Excerpted text:
┄┄┄┄┄┄

(Anti)Scientific American

Robert Benson reported Monday in Miller-McClune that

More than half of the incoming Republican caucus denies the validity of climate change science. Some 74 percent of Republicans in the U.S. Senate now take that stance, as do 53 percent of GOP in the House.

As Benson notes, you have to go back to the Snopes Monkey Trials of 1925 to find this level of anti-science nuttiness. Then, of course, the issue was teaching Darwin’s theory of evolution in public schools. Although that issue has once again come to the fore–last week a Texas Republican introduced a bill that would protect proponents of “Intelligent Design” from discrimination by misguided individuals who are persuaded by facts–the primary focus of the anti-science zealots now is climate change.

This rejection of science and refusal to acknowledge facts are meaningful is best characterized by Charles Pierce in his Esquire essay from 2005 titled “Greetings from Idiot America” which I will quote at length:

The rise of Idiot America is essentially a war on expertise. It’s not so much antimodernism or the distrust of intellectual elites that Richard Hofstadter deftly teased out of the national DNA forty years ago. Both of those things are part of it. However, the rise of Idiot America today represents — for profit mainly, but also, and more cynically, for political advantage and in the pursuit of power — the breakdown of a consensus that the pursuit of knowledge is a good. It also represents the ascendancy of the notion that the people whom we should trust the least are the people who best know what they’re talking about. In the new media age, everybody is a historian, or a preacher, or a scientist, or a sage. And if everyone is an expert, then nobody is, and the worst thing you can be in a society where everybody is an expert is, well, an actual expert.

In the place of expertise, we have elevated the Gut, and the Gut is a moron, as anyone who has ever tossed a golf club, punched a wall, or kicked an errant lawn mower knows. We occasionally dress up the Gut by calling it “common sense.” The president’s former advisor on medical ethics regularly refers to the “yuck factor.” The Gut is common. It is democratic. It is the roiling repository of dark and ancient fears. Worst of all, the Gut is faith-based.

Pierce is writing this after his visit to the Creation Museum in Petersburg, Kentucky in 2005, but he could be writing about any tea party, “tenther,” or congressional gathering today.

As someone who lives in the reality based community, I find it want to dismiss these idiots as the fringe element, but I can’t. We now have a generation of young people who have been home-schooled or charter-schooled to serve “Idiot America.” Hell, we even have a few colleges producing gradates in various fields who are dedicated to this cause.

I fear for the future of this country.

┄┄┄┄┄┄

Source records:
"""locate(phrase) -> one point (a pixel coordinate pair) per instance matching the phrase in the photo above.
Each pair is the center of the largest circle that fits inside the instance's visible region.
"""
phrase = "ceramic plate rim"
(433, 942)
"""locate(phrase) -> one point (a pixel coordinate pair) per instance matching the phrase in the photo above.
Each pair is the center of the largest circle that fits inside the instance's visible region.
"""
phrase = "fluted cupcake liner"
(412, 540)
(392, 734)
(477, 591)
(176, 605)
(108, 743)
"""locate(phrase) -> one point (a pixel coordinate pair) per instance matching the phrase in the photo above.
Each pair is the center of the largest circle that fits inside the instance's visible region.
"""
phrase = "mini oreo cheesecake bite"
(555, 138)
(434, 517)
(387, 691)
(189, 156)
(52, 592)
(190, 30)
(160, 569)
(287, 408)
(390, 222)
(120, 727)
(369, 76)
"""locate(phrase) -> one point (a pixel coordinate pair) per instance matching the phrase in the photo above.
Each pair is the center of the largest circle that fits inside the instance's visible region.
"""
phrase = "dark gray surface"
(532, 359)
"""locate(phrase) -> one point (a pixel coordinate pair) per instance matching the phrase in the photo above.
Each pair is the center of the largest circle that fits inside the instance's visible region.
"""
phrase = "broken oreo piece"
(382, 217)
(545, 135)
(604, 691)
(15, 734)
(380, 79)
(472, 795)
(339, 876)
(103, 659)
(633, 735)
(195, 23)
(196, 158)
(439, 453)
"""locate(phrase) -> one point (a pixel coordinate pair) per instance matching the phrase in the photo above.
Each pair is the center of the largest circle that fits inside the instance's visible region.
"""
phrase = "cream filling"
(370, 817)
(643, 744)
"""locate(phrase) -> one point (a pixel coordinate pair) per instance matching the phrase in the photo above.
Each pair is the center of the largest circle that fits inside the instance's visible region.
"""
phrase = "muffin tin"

┄┄┄┄┄┄

Task: Duplicate the passage of the (Anti)Scientific American text from "(Anti)Scientific American" to "is climate change.".

Your solution:
(Anti)Scientific American

Robert Benson reported Monday in Miller-McClune that

More than half of the incoming Republican caucus denies the validity of climate change science. Some 74 percent of Republicans in the U.S. Senate now take that stance, as do 53 percent of GOP in the House.

As Benson notes, you have to go back to the Snopes Monkey Trials of 1925 to find this level of anti-science nuttiness. Then, of course, the issue was teaching Darwin’s theory of evolution in public schools. Although that issue has once again come to the fore–last week a Texas Republican introduced a bill that would protect proponents of “Intelligent Design” from discrimination by misguided individuals who are persuaded by facts–the primary focus of the anti-science zealots now is climate change.